Stored records:

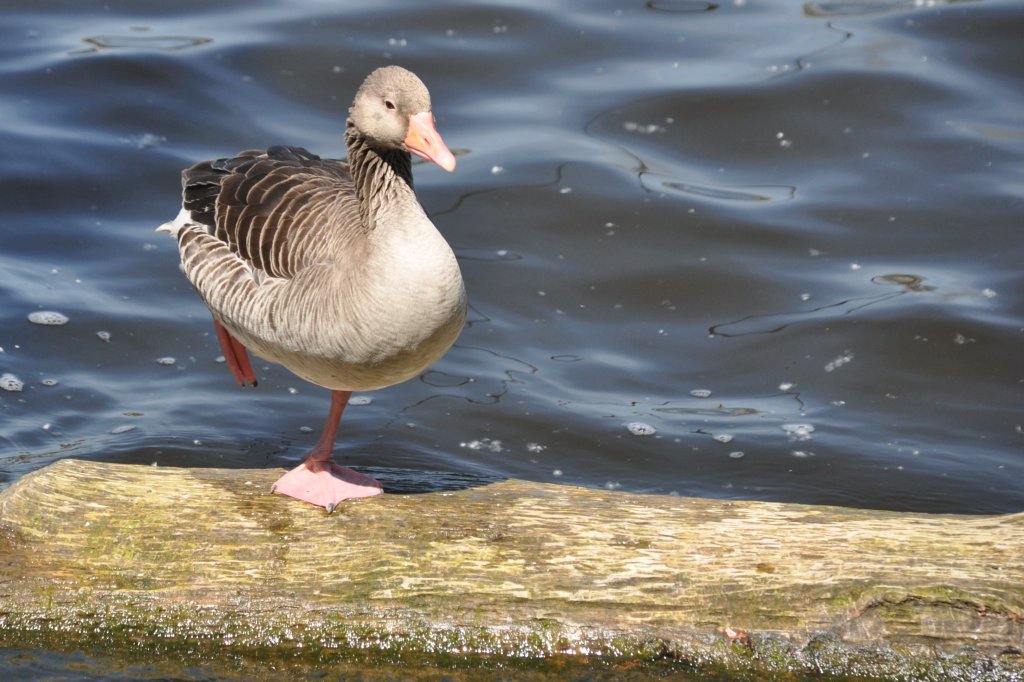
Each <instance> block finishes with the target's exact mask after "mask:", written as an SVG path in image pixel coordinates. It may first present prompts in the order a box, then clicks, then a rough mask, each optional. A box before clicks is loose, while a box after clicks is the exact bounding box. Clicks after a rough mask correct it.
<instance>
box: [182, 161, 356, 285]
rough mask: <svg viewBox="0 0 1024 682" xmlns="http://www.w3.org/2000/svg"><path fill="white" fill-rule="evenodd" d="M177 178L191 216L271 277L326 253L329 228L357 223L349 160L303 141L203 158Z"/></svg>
mask: <svg viewBox="0 0 1024 682" xmlns="http://www.w3.org/2000/svg"><path fill="white" fill-rule="evenodd" d="M181 182H182V187H183V206H184V208H185V209H187V210H188V211H189V213H190V215H191V217H193V220H196V221H197V222H200V223H202V224H204V225H206V226H207V228H208V229H209V231H210V233H211V235H212V236H213V237H215V238H216V239H217V240H219V241H220V242H222V243H223V244H225V245H226V246H227V248H228V249H229V250H230V251H231V252H232V253H234V254H236V255H238V256H239V257H240V258H242V259H243V260H245V261H247V262H248V263H249V264H250V265H252V266H253V267H254V268H257V269H259V270H262V271H264V272H266V273H267V274H269V275H270V276H275V278H292V276H294V275H295V273H296V272H298V271H299V270H300V269H301V268H302V267H303V266H304V265H305V264H307V263H310V262H315V261H317V260H319V259H321V258H322V257H324V256H325V255H326V254H327V252H328V249H329V246H330V240H329V239H328V232H329V231H330V230H332V229H341V228H345V227H346V226H347V227H348V228H351V227H352V226H353V225H356V226H357V225H358V224H359V211H358V204H357V201H356V199H355V195H354V190H353V186H352V180H351V177H350V176H349V174H348V166H347V164H345V163H344V162H342V161H338V160H335V159H321V158H319V157H317V156H316V155H313V154H310V153H309V152H307V151H306V150H303V148H301V147H293V146H272V147H270V148H269V150H267V151H266V152H255V151H249V152H243V153H241V154H239V156H237V157H233V158H230V159H217V160H214V161H205V162H203V163H199V164H196V165H195V166H193V167H191V168H188V169H186V170H185V171H183V172H182V174H181Z"/></svg>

◆ **The problem**:
Repeat, without change, each line of the data above from the one that contains "box: [182, 161, 356, 285]" through the final line, counting both.

◆ **Exercise solution**:
box: [182, 161, 356, 285]
rough mask: <svg viewBox="0 0 1024 682" xmlns="http://www.w3.org/2000/svg"><path fill="white" fill-rule="evenodd" d="M177 178L191 216L271 277L326 253L329 228L357 223L349 160L303 141L203 158Z"/></svg>
mask: <svg viewBox="0 0 1024 682" xmlns="http://www.w3.org/2000/svg"><path fill="white" fill-rule="evenodd" d="M181 182H182V187H183V206H184V208H185V209H187V210H188V211H189V213H190V215H191V217H193V220H196V221H197V222H200V223H202V224H204V225H206V226H207V228H208V229H209V231H210V233H211V235H212V236H213V237H215V238H216V239H217V240H219V241H220V242H222V243H223V244H225V245H226V246H227V248H228V249H229V250H230V251H231V252H232V253H234V254H236V255H238V256H239V257H240V258H242V259H243V260H245V261H247V262H248V263H249V264H250V265H252V266H253V267H254V268H257V269H259V270H262V271H264V272H266V273H267V274H269V275H270V276H275V278H292V276H294V275H295V273H296V272H298V271H299V270H300V269H301V268H302V267H303V266H304V265H305V264H307V263H310V262H315V261H317V260H319V259H321V258H322V257H324V256H325V255H326V254H327V252H328V249H329V246H330V240H329V239H328V232H329V231H330V230H332V229H341V228H345V227H346V226H347V227H348V228H351V227H352V226H353V225H356V226H357V225H358V224H359V211H358V204H357V201H356V199H355V195H354V190H353V186H352V180H351V177H350V176H349V174H348V166H347V164H345V163H344V162H342V161H338V160H335V159H321V158H319V157H317V156H316V155H313V154H310V153H309V152H307V151H306V150H303V148H301V147H293V146H272V147H270V148H269V150H267V151H266V152H255V151H249V152H243V153H241V154H239V156H237V157H233V158H230V159H217V160H214V161H205V162H203V163H199V164H196V165H195V166H193V167H191V168H188V169H186V170H185V171H183V172H182V174H181Z"/></svg>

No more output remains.